§ Source text:
****************

[time-nuts] Re: The amazing $5 timestamper, part 2: discovering a bug in my signal generator

[paul swed]

Wanted to respond its been an interesting thread.
You mention sawtooth and that does appear in the GPSDO. Thats why some GPS
receivers actually offer saw tooth correction. (I hope I just didn't
embarrass myself in front of many time nuts)
10 MHz is slow. It would be reasonably simple to double 10 MHz to 20 MHz.
There are cheap doublers on the various pay sites and amplifiers if you are
not a builder. Though its desirable to have some filtering. That at least
gets the STM to 20 MHz without a PLL. It can be doubled again to 40 Mhz.
But that would start to add a lot of noise. But again a simple approach.
Good luck and please keep sharing.
Regards
Paul
WB8TSL


On Wed, May 5, 2021 at 8:43 AM Pluess, Tobias <tpluess at ieee.org> wrote:

> Hi Jeremy
>
> I assume you use the inertnal PLL of the STM32 to get this amazing 184ps
> resolution.
> Can you say something about the frequency stability of that PLL?
> In my very first GPSDO I built, I used a STM32F303. This one had a quite
> bad PLL stability, the frequency was varying over time in a sawtooth like
> manner for some reason. My GPSDO was only stable when I disabled the PLL
> and let the entire MCU run from the 10 MHz OCXO.

****************

§ Data extract:

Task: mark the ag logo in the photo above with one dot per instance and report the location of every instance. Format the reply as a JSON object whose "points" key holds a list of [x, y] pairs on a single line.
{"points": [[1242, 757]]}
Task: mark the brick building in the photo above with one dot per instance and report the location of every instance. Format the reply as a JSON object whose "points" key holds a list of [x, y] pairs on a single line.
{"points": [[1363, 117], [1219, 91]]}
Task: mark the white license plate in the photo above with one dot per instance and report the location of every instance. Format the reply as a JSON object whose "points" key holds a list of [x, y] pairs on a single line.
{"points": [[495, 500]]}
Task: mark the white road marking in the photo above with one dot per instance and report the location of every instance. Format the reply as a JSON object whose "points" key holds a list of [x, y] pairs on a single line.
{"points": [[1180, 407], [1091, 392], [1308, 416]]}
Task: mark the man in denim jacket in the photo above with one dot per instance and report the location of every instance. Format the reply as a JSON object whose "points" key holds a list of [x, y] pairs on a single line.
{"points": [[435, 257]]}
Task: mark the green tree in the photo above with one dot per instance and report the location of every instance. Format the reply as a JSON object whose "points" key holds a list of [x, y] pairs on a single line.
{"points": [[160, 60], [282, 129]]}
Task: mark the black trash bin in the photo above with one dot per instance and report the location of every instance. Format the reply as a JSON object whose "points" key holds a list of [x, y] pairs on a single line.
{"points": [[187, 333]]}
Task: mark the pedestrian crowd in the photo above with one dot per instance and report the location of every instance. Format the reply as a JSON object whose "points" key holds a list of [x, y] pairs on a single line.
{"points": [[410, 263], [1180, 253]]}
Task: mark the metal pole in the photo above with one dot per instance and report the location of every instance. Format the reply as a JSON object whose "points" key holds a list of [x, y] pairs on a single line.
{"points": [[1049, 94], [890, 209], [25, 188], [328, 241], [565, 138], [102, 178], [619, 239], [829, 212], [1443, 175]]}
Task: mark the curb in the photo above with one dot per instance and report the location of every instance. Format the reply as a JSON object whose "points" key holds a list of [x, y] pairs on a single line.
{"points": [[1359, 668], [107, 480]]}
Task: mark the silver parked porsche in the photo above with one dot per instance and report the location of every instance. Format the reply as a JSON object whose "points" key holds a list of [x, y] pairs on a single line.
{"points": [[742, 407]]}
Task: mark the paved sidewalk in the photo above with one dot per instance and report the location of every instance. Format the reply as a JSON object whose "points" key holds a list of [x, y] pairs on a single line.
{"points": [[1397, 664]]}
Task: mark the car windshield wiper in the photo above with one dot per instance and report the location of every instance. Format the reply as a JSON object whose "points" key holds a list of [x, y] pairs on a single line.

****************

§ The tasks:
A) In the timestamper thread above, reproduce everything from "You mention sawtooth" down to "again to 40 Mhz.".
B) Summarize the timestamper thread above in three sentences.

§ Results by task:
A)
You mention sawtooth and that does appear in the GPSDO. Thats why some GPS
receivers actually offer saw tooth correction. (I hope I just didn't
embarrass myself in front of many time nuts)
10 MHz is slow. It would be reasonably simple to double 10 MHz to 20 MHz.
There are cheap doublers on the various pay sites and amplifiers if you are
not a builder. Though its desirable to have some filtering. That at least
gets the STM to 20 MHz without a PLL. It can be doubled again to 40 Mhz.

B) Tobias asks about the frequency stability of the STM32's internal PLL, noting that in his first GPSDO, built with an STM32F303, the PLL frequency varied in a sawtooth-like manner and was only stable once he disabled the PLL and ran the MCU from the 10 MHz OCXO. Paul replies that sawtooth does appear in the GPSDO, which is why some GPS receivers offer sawtooth correction. He suggests doubling 10 MHz to 20 MHz, preferably with some filtering, to get the STM to 20 MHz without a PLL, adding that doubling again to 40 MHz would start to add a lot of noise.